— Start MATERIAL FOR THIS EXERCISE —
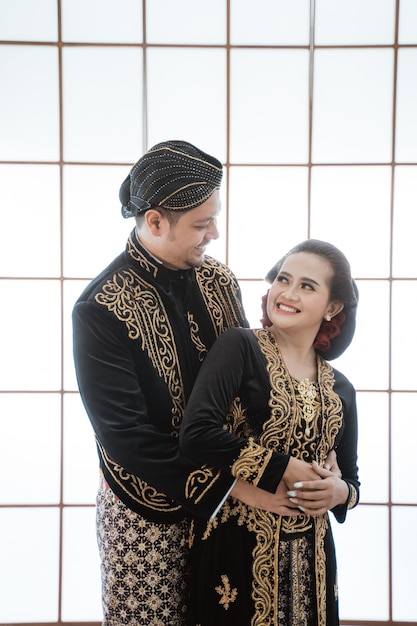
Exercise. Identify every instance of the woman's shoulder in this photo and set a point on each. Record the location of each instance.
(343, 385)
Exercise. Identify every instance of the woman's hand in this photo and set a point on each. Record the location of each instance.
(298, 471)
(331, 464)
(315, 497)
(278, 502)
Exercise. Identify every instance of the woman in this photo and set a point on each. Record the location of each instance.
(269, 408)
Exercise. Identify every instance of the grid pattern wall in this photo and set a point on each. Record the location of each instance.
(312, 107)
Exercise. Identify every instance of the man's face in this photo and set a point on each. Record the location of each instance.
(182, 245)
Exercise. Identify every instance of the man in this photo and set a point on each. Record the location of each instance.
(141, 331)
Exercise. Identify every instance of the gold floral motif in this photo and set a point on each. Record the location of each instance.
(137, 255)
(137, 303)
(228, 595)
(136, 488)
(251, 463)
(235, 420)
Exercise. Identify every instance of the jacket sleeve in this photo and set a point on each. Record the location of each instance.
(346, 445)
(115, 398)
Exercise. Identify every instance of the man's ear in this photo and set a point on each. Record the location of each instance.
(153, 219)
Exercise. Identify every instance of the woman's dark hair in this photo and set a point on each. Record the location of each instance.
(334, 336)
(341, 284)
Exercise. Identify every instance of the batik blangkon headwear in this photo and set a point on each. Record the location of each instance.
(344, 326)
(173, 175)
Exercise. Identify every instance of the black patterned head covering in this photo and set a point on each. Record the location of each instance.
(173, 175)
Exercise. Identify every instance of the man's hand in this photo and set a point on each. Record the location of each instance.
(331, 464)
(278, 502)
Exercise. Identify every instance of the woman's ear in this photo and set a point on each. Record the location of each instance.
(333, 309)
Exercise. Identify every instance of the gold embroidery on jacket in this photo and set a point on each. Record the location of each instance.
(136, 488)
(201, 348)
(228, 595)
(200, 482)
(137, 255)
(251, 462)
(284, 431)
(220, 291)
(137, 303)
(235, 420)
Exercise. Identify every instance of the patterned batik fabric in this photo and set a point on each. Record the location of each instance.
(143, 566)
(296, 592)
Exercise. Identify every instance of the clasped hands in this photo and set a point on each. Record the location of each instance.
(304, 488)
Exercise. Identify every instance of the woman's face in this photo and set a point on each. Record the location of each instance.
(299, 297)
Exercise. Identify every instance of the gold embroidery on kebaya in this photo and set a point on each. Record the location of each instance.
(137, 303)
(308, 393)
(221, 301)
(235, 420)
(200, 482)
(321, 525)
(136, 488)
(251, 463)
(228, 595)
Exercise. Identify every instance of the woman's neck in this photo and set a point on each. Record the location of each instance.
(299, 356)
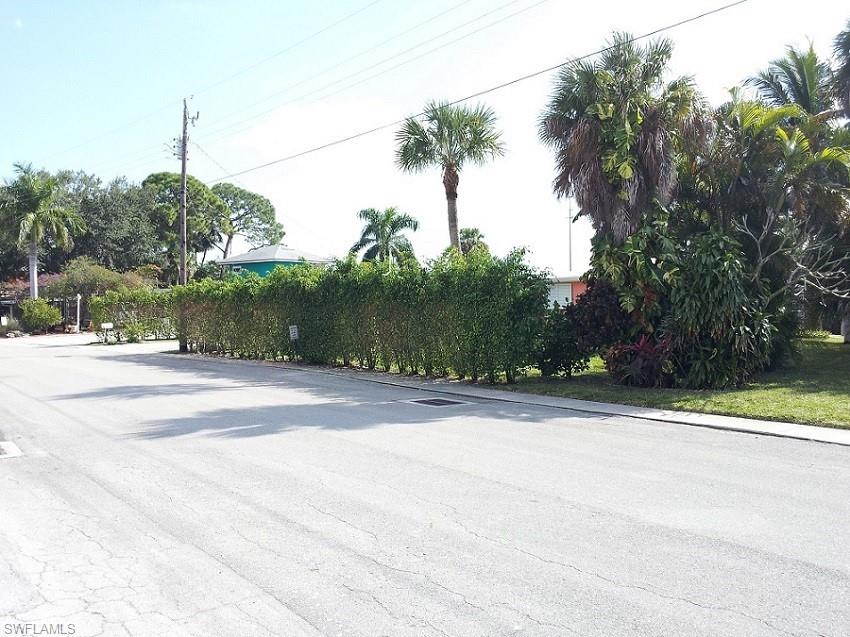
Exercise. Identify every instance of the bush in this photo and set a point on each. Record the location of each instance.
(136, 314)
(646, 363)
(38, 315)
(598, 318)
(12, 325)
(560, 352)
(477, 315)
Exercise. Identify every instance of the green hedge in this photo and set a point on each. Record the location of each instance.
(137, 314)
(476, 316)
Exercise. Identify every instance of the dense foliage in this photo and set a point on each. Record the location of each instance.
(715, 230)
(38, 315)
(477, 316)
(136, 314)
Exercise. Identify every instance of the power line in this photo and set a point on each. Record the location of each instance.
(221, 81)
(498, 87)
(391, 68)
(354, 57)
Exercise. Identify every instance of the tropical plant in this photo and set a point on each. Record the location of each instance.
(800, 78)
(470, 239)
(38, 315)
(615, 126)
(382, 236)
(449, 137)
(250, 215)
(33, 209)
(842, 74)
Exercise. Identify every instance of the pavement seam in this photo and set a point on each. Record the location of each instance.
(424, 386)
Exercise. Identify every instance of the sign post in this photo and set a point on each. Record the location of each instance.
(293, 336)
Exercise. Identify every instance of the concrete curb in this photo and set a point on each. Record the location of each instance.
(788, 430)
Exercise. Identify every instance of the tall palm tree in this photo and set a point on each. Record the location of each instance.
(33, 211)
(842, 74)
(449, 137)
(615, 126)
(801, 78)
(471, 238)
(382, 236)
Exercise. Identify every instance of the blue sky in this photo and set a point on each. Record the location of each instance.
(97, 86)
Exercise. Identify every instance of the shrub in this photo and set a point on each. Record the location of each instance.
(136, 314)
(38, 315)
(12, 325)
(477, 315)
(560, 352)
(646, 363)
(598, 318)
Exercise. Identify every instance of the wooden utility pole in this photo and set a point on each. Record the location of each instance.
(182, 276)
(182, 271)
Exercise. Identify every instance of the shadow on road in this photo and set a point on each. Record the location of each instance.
(313, 399)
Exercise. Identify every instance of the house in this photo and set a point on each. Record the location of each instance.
(565, 289)
(263, 260)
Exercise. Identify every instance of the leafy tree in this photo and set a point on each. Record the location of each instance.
(382, 235)
(615, 126)
(207, 217)
(450, 137)
(120, 232)
(801, 78)
(250, 215)
(471, 238)
(33, 210)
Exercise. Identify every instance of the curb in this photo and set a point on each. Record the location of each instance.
(787, 430)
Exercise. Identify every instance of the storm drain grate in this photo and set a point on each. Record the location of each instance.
(438, 402)
(9, 450)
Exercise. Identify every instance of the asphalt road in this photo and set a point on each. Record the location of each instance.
(167, 495)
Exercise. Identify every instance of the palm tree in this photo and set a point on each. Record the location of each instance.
(615, 126)
(382, 236)
(33, 211)
(801, 78)
(842, 74)
(471, 238)
(449, 137)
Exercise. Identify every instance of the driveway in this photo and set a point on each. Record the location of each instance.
(166, 495)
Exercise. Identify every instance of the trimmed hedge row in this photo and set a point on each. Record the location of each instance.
(137, 314)
(476, 316)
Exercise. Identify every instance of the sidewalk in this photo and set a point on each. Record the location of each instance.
(712, 421)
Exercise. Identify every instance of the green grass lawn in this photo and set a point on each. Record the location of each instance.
(815, 390)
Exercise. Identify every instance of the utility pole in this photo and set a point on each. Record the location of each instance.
(183, 147)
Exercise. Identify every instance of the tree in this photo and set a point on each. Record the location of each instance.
(207, 217)
(120, 232)
(450, 137)
(471, 238)
(615, 127)
(842, 74)
(251, 215)
(798, 78)
(33, 210)
(382, 236)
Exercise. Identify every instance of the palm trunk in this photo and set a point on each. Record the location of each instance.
(33, 269)
(450, 182)
(227, 246)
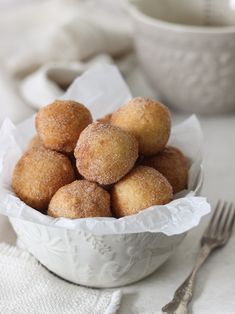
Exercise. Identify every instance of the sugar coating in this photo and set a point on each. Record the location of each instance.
(172, 163)
(80, 199)
(39, 174)
(35, 142)
(148, 120)
(105, 153)
(140, 189)
(105, 119)
(59, 124)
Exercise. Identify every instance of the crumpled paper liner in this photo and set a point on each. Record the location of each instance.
(103, 90)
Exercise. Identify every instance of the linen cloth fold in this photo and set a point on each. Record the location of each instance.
(27, 287)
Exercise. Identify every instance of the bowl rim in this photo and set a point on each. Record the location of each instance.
(177, 27)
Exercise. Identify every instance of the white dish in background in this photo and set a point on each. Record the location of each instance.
(103, 252)
(187, 50)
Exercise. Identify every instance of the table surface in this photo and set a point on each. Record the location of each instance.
(149, 295)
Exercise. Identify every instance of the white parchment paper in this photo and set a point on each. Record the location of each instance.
(103, 90)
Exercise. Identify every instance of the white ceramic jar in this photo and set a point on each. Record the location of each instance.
(187, 49)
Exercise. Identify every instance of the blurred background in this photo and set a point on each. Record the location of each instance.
(46, 44)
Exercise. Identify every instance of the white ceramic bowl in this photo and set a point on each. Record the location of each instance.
(187, 49)
(94, 260)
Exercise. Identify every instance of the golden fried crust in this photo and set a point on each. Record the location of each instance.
(39, 174)
(105, 119)
(59, 124)
(80, 199)
(173, 165)
(139, 189)
(105, 153)
(148, 120)
(35, 142)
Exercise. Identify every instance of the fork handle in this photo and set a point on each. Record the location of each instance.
(184, 294)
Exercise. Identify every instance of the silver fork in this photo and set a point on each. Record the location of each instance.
(216, 235)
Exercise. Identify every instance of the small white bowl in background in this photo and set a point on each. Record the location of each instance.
(187, 49)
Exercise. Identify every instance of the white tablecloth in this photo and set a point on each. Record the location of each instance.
(215, 287)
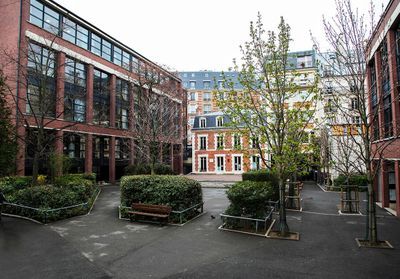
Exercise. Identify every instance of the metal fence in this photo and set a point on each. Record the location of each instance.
(46, 215)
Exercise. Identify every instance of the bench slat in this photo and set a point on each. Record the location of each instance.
(148, 214)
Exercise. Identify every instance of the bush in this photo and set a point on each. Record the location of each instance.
(176, 191)
(354, 179)
(11, 183)
(139, 169)
(250, 198)
(261, 176)
(67, 191)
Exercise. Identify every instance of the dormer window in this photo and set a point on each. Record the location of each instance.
(202, 122)
(220, 121)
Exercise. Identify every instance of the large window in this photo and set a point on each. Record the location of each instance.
(220, 121)
(41, 93)
(44, 17)
(203, 164)
(237, 142)
(206, 108)
(203, 122)
(101, 98)
(374, 101)
(206, 96)
(304, 61)
(75, 33)
(75, 91)
(220, 142)
(203, 143)
(122, 104)
(385, 69)
(50, 20)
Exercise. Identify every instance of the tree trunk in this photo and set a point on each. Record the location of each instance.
(372, 232)
(35, 167)
(283, 227)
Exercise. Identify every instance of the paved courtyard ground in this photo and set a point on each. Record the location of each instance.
(100, 245)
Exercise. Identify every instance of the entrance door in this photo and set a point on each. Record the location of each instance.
(237, 161)
(255, 162)
(220, 164)
(203, 164)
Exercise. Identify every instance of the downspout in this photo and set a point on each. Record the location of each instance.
(18, 73)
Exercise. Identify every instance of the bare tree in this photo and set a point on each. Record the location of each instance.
(267, 108)
(345, 68)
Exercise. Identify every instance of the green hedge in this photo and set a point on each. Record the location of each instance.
(66, 191)
(139, 169)
(251, 198)
(176, 191)
(355, 179)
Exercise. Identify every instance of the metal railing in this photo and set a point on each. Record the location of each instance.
(45, 215)
(243, 222)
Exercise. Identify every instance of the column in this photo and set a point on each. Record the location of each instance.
(378, 71)
(59, 148)
(385, 184)
(113, 81)
(132, 151)
(397, 179)
(89, 94)
(111, 162)
(60, 85)
(20, 160)
(391, 43)
(89, 153)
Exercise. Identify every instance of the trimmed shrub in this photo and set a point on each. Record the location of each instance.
(140, 169)
(67, 191)
(250, 198)
(176, 191)
(261, 176)
(354, 179)
(11, 183)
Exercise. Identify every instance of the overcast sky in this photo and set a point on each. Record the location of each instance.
(198, 35)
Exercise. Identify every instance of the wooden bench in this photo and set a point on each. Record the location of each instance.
(160, 212)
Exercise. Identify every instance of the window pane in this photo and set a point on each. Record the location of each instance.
(96, 44)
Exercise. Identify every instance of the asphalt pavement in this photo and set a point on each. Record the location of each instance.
(100, 245)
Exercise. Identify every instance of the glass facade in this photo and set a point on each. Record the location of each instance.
(101, 98)
(122, 104)
(74, 91)
(62, 25)
(44, 17)
(41, 95)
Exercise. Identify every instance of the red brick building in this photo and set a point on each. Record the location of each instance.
(217, 149)
(92, 72)
(383, 74)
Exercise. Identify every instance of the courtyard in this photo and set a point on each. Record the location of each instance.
(99, 245)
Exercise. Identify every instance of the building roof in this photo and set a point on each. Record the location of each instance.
(87, 24)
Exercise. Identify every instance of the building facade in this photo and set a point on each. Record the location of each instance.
— End MATERIAL FOR THIS EXERCISE —
- **TASK DIRECTIONS**
Repeat exactly, and only, the lines from the line with "Exercise. Identify every instance of the wooden bench" through the end of the listing above, both ends included.

- **ANSWER BELOW**
Exercise. Identify every instance of the wooden bench in this photo and set a point on each. Record the location of each instance.
(160, 212)
Exercise. Identify every instance of the window pane in this photo and set a point on each. Record the location of each instance.
(96, 44)
Exercise. Identify every instance of the asphalt pavement in this photo and set a point on each. Record the location of each instance.
(100, 245)
Exercise. Identify every instance of the glass facade in this photo and set a point on each. Record the location of each instance.
(101, 98)
(122, 104)
(74, 91)
(62, 25)
(44, 17)
(41, 95)
Exercise. Identify every instance of the red brick building in this photo and set a point on each. Record the location of each instance.
(217, 149)
(92, 72)
(383, 74)
Exercise. Identify every instance of the courtyard in this photo and set a point on each. Record the location of each instance.
(99, 245)
Exercise. Identify every instance of the building roof in this photo and set a point on each. Record the location of each instance.
(87, 24)
Exercise. Identify every instance of the building facade in this photo and set a point on each. Record the location of each instance.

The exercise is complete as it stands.